━━━ RECORDS FOR PROCESSING ━━━
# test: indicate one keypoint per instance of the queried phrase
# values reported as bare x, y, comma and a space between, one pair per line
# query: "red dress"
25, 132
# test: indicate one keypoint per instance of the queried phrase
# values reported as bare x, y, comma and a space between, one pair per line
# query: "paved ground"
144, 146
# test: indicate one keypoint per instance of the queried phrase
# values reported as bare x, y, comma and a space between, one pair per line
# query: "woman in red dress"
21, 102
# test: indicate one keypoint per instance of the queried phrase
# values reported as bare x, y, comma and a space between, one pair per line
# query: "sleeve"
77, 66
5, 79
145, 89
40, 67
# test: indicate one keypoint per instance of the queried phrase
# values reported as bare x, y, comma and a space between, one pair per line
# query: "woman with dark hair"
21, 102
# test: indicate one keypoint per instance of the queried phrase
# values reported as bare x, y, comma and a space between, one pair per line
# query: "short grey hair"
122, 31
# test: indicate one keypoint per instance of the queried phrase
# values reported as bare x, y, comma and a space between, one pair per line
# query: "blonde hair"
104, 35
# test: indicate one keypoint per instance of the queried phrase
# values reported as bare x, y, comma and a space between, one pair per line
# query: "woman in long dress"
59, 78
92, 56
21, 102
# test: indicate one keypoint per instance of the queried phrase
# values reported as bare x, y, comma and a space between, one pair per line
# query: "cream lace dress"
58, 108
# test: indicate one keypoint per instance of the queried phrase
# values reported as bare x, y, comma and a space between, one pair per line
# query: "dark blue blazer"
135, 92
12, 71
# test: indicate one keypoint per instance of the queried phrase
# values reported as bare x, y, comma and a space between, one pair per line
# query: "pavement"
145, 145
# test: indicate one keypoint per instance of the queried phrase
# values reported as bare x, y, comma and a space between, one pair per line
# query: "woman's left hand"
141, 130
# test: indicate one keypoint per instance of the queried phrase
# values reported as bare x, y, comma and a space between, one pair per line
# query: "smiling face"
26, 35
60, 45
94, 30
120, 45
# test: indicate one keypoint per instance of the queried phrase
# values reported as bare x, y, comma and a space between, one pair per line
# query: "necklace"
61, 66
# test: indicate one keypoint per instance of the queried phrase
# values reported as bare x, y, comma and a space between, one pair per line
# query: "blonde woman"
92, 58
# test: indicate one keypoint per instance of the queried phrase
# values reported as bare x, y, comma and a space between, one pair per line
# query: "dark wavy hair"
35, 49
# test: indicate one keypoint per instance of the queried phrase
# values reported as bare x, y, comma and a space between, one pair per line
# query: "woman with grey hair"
━━━
Restate each record word for word.

RESULT BELOW
# test: indicate one keypoint per instance of the queried phrase
# values reported as bare x, y, comma and a space between, one pair per line
# query: "red dress"
25, 132
# test: indicate one keypoint per instance of the queried phrase
# values reported as bare x, y, comma and a space between, one pair per line
# query: "paved ground"
144, 146
# test: indicate one keypoint per instance of the queried phrase
# values reported as bare x, y, comma and a space between, one pair per line
# query: "woman in red dress"
21, 102
# test: indicate one keypoint per instance of the queried phrase
# values reported as bare x, y, comma and a space between, one pair per line
# query: "sleeve"
77, 66
5, 79
145, 89
40, 67
# test: indicate one keypoint per instance of the queried phrase
# values reported as bare x, y, comma and a space between, one pair per line
# query: "woman with dark hair"
21, 102
# test: indicate one keypoint per instance of the queried phrase
# values reported as bare x, y, comma and a space between, one pair per line
# query: "short grey hair"
122, 31
# test: indicate one keypoint per instance of the queried phrase
# values reported as bare x, y, comma and a space between, one pair per line
# query: "blonde hair"
104, 35
# test: indicate one keypoint per instance of the queried phrase
# values reported as bare x, y, comma and a space between, one pair per line
# query: "woman in long dress"
59, 78
92, 56
21, 102
# test: indicate one keypoint per instance of the queried phrase
# values reported as bare x, y, comma and a space between, one pair per line
# query: "cream lace dress"
58, 108
# test: indicate one keypoint per instance of the queried phrase
# values reported as bare x, y, comma and a space between, one pair per line
# query: "dark blue blazer"
135, 92
12, 71
# test: indicate one keypoint per instance of the queried phrase
# values reported as bare x, y, comma and a space between, one pair per line
# query: "pavement"
145, 145
# test: indicate one keypoint per instance of the queried phrase
# values reported as bare x, y, comma and a space between, one pair per line
# query: "woman's left hand"
141, 130
# test: indicate one keypoint per instance of the queried phrase
# values reported as bare x, y, comma and a space between, one pair per line
# query: "smiling face"
26, 35
60, 45
94, 30
120, 45
# test: indicate one keypoint per instance of the queried phrase
# values reported as bare x, y, comma and a space between, one pair per line
# query: "necklace"
61, 66
# test: indicate one keypoint per instance of the queried phrase
# values reported as bare x, y, comma and a space between, one pair per line
# query: "blonde woman"
92, 58
# test: indicate one keypoint per instance of the queried phrase
# values reported as bare x, y, comma and a space between, one pair per line
# query: "dark wavy hair"
35, 49
# test: indicate one keypoint per instance of the queried phrase
# values reported as bare x, y, comma and a space between, one pair per line
# query: "woman with grey hair"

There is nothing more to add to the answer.